[Rows taken from a box labeling dataset]
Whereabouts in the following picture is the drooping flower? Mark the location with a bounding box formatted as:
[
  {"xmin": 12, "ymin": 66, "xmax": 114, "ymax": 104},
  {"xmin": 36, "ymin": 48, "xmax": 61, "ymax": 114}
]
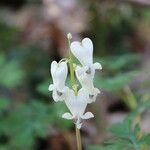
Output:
[
  {"xmin": 62, "ymin": 88, "xmax": 94, "ymax": 129},
  {"xmin": 75, "ymin": 66, "xmax": 100, "ymax": 103},
  {"xmin": 48, "ymin": 61, "xmax": 68, "ymax": 102},
  {"xmin": 71, "ymin": 38, "xmax": 102, "ymax": 103}
]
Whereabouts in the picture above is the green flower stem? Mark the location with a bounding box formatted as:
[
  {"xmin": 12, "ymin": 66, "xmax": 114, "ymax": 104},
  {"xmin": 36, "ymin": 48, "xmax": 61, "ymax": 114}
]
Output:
[
  {"xmin": 68, "ymin": 35, "xmax": 82, "ymax": 150},
  {"xmin": 124, "ymin": 86, "xmax": 137, "ymax": 109}
]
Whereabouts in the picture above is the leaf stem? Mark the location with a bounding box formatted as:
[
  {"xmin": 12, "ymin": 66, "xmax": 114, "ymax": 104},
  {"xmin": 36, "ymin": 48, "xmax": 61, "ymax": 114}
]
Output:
[{"xmin": 68, "ymin": 34, "xmax": 82, "ymax": 150}]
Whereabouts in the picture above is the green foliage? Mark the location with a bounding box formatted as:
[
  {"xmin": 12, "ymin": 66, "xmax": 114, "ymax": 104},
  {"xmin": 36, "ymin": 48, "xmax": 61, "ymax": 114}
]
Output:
[
  {"xmin": 128, "ymin": 101, "xmax": 150, "ymax": 119},
  {"xmin": 0, "ymin": 53, "xmax": 25, "ymax": 88},
  {"xmin": 0, "ymin": 18, "xmax": 19, "ymax": 51}
]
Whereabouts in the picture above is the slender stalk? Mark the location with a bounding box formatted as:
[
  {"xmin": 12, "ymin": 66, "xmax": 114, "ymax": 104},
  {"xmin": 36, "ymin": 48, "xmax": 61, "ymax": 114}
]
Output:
[
  {"xmin": 68, "ymin": 34, "xmax": 82, "ymax": 150},
  {"xmin": 75, "ymin": 127, "xmax": 82, "ymax": 150}
]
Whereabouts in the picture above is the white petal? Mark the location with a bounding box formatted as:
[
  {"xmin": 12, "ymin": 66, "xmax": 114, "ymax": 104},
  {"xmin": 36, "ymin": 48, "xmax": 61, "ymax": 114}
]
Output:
[
  {"xmin": 82, "ymin": 38, "xmax": 93, "ymax": 53},
  {"xmin": 52, "ymin": 90, "xmax": 64, "ymax": 102},
  {"xmin": 88, "ymin": 87, "xmax": 100, "ymax": 104},
  {"xmin": 51, "ymin": 61, "xmax": 58, "ymax": 77},
  {"xmin": 71, "ymin": 38, "xmax": 93, "ymax": 66},
  {"xmin": 81, "ymin": 112, "xmax": 94, "ymax": 119},
  {"xmin": 94, "ymin": 63, "xmax": 102, "ymax": 70},
  {"xmin": 48, "ymin": 84, "xmax": 54, "ymax": 91},
  {"xmin": 76, "ymin": 123, "xmax": 82, "ymax": 129},
  {"xmin": 62, "ymin": 113, "xmax": 73, "ymax": 120}
]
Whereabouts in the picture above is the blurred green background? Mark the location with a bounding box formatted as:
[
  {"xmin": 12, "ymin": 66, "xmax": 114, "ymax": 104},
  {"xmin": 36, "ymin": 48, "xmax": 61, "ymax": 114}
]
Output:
[{"xmin": 0, "ymin": 0, "xmax": 150, "ymax": 150}]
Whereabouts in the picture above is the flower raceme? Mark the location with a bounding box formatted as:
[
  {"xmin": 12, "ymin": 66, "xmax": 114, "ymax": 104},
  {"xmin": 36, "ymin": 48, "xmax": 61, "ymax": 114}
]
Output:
[
  {"xmin": 48, "ymin": 61, "xmax": 68, "ymax": 102},
  {"xmin": 49, "ymin": 36, "xmax": 102, "ymax": 128}
]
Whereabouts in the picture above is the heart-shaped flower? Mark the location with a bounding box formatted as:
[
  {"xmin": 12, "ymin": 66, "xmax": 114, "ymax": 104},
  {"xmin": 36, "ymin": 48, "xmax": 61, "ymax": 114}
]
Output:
[
  {"xmin": 62, "ymin": 89, "xmax": 94, "ymax": 128},
  {"xmin": 75, "ymin": 66, "xmax": 100, "ymax": 103},
  {"xmin": 48, "ymin": 61, "xmax": 68, "ymax": 102}
]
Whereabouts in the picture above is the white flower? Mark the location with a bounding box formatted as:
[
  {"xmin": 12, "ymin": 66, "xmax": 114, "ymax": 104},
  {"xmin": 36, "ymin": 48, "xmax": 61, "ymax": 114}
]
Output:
[
  {"xmin": 48, "ymin": 61, "xmax": 68, "ymax": 102},
  {"xmin": 75, "ymin": 66, "xmax": 100, "ymax": 103},
  {"xmin": 71, "ymin": 38, "xmax": 102, "ymax": 103},
  {"xmin": 62, "ymin": 89, "xmax": 94, "ymax": 129}
]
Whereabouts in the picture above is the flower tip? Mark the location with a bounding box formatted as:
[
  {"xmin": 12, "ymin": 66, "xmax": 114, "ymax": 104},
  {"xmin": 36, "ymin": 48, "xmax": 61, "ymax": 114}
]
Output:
[{"xmin": 67, "ymin": 33, "xmax": 72, "ymax": 39}]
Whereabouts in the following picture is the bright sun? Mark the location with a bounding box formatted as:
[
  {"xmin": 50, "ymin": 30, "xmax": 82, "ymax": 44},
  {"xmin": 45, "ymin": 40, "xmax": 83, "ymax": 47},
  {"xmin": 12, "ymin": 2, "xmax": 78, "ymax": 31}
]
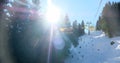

§ GIVEN REQUEST: Copy out every one of the lines above word for word, leaving the pictures out.

§ WRITTEN RESPONSE:
Whereabouts in the following picture is the drooping flower? Mark the location with a bounding box formatted as:
[
  {"xmin": 12, "ymin": 66, "xmax": 114, "ymax": 104},
  {"xmin": 36, "ymin": 48, "xmax": 61, "ymax": 114}
]
Output:
[
  {"xmin": 62, "ymin": 88, "xmax": 94, "ymax": 129},
  {"xmin": 75, "ymin": 66, "xmax": 100, "ymax": 103},
  {"xmin": 48, "ymin": 61, "xmax": 68, "ymax": 102},
  {"xmin": 71, "ymin": 38, "xmax": 102, "ymax": 103}
]
Whereabouts in the picture above is the green flower stem? Mark the location with a bounding box formatted as:
[
  {"xmin": 12, "ymin": 66, "xmax": 114, "ymax": 104},
  {"xmin": 36, "ymin": 48, "xmax": 61, "ymax": 114}
]
Output:
[
  {"xmin": 68, "ymin": 35, "xmax": 82, "ymax": 150},
  {"xmin": 124, "ymin": 86, "xmax": 137, "ymax": 109}
]
Whereabouts in the picture above is the leaf stem? Mark the location with a bounding box formatted as:
[
  {"xmin": 12, "ymin": 66, "xmax": 114, "ymax": 104},
  {"xmin": 36, "ymin": 48, "xmax": 61, "ymax": 114}
]
Output:
[{"xmin": 68, "ymin": 34, "xmax": 82, "ymax": 150}]
Whereabouts in the picture above is the green foliage? Mark the location with a bounding box formatted as:
[
  {"xmin": 12, "ymin": 66, "xmax": 114, "ymax": 104},
  {"xmin": 36, "ymin": 48, "xmax": 61, "ymax": 114}
]
Output:
[
  {"xmin": 128, "ymin": 101, "xmax": 150, "ymax": 119},
  {"xmin": 0, "ymin": 53, "xmax": 25, "ymax": 88},
  {"xmin": 0, "ymin": 18, "xmax": 19, "ymax": 51}
]
Whereabouts in the picture above is the slender stalk? Mark the location with a bounding box formatted as:
[
  {"xmin": 12, "ymin": 66, "xmax": 114, "ymax": 104},
  {"xmin": 36, "ymin": 48, "xmax": 61, "ymax": 114}
]
Output:
[
  {"xmin": 68, "ymin": 34, "xmax": 82, "ymax": 150},
  {"xmin": 75, "ymin": 127, "xmax": 82, "ymax": 150}
]
Whereabouts in the picture above is the white petal? Mark the location with a bounding box formatted as:
[
  {"xmin": 12, "ymin": 66, "xmax": 114, "ymax": 104},
  {"xmin": 36, "ymin": 48, "xmax": 61, "ymax": 114}
]
Output:
[
  {"xmin": 82, "ymin": 38, "xmax": 93, "ymax": 53},
  {"xmin": 52, "ymin": 90, "xmax": 64, "ymax": 102},
  {"xmin": 88, "ymin": 87, "xmax": 100, "ymax": 104},
  {"xmin": 51, "ymin": 61, "xmax": 58, "ymax": 77},
  {"xmin": 71, "ymin": 38, "xmax": 93, "ymax": 66},
  {"xmin": 81, "ymin": 112, "xmax": 94, "ymax": 119},
  {"xmin": 94, "ymin": 63, "xmax": 102, "ymax": 70},
  {"xmin": 48, "ymin": 84, "xmax": 54, "ymax": 91},
  {"xmin": 76, "ymin": 123, "xmax": 82, "ymax": 129},
  {"xmin": 62, "ymin": 113, "xmax": 73, "ymax": 120}
]
Whereabouts in the picture above is the blurred green background? Mark the location with a bounding box formatted as:
[
  {"xmin": 12, "ymin": 66, "xmax": 114, "ymax": 104},
  {"xmin": 36, "ymin": 48, "xmax": 61, "ymax": 114}
]
Output:
[{"xmin": 0, "ymin": 0, "xmax": 150, "ymax": 150}]
Whereabouts in the picture above is the flower raceme? Mark the location with a bounding box formatted as:
[
  {"xmin": 12, "ymin": 66, "xmax": 114, "ymax": 104},
  {"xmin": 36, "ymin": 48, "xmax": 61, "ymax": 114}
]
Output:
[
  {"xmin": 48, "ymin": 61, "xmax": 68, "ymax": 102},
  {"xmin": 49, "ymin": 36, "xmax": 102, "ymax": 128}
]
Whereabouts in the picture above is the heart-shaped flower? Mark the location with a bounding box formatted as:
[
  {"xmin": 12, "ymin": 66, "xmax": 114, "ymax": 104},
  {"xmin": 36, "ymin": 48, "xmax": 61, "ymax": 114}
]
Output:
[
  {"xmin": 62, "ymin": 89, "xmax": 94, "ymax": 128},
  {"xmin": 75, "ymin": 66, "xmax": 100, "ymax": 103},
  {"xmin": 48, "ymin": 61, "xmax": 68, "ymax": 102}
]
Whereabouts in the picture above is the white flower? Mark the location with a bounding box formatted as:
[
  {"xmin": 12, "ymin": 66, "xmax": 114, "ymax": 104},
  {"xmin": 36, "ymin": 48, "xmax": 61, "ymax": 114}
]
Output:
[
  {"xmin": 48, "ymin": 61, "xmax": 68, "ymax": 102},
  {"xmin": 75, "ymin": 66, "xmax": 100, "ymax": 103},
  {"xmin": 71, "ymin": 38, "xmax": 102, "ymax": 103},
  {"xmin": 62, "ymin": 89, "xmax": 94, "ymax": 129}
]
Whereabouts in the picture above is the flower tip? Mark the location with a bounding box formatted as:
[
  {"xmin": 12, "ymin": 66, "xmax": 114, "ymax": 104},
  {"xmin": 36, "ymin": 48, "xmax": 61, "ymax": 114}
]
Output:
[{"xmin": 67, "ymin": 33, "xmax": 72, "ymax": 39}]
Whereabouts in the following picture is the bright sun? Mark the location with a bounding box formatted as:
[
  {"xmin": 50, "ymin": 30, "xmax": 82, "ymax": 44},
  {"xmin": 45, "ymin": 40, "xmax": 83, "ymax": 47},
  {"xmin": 12, "ymin": 2, "xmax": 78, "ymax": 31}
]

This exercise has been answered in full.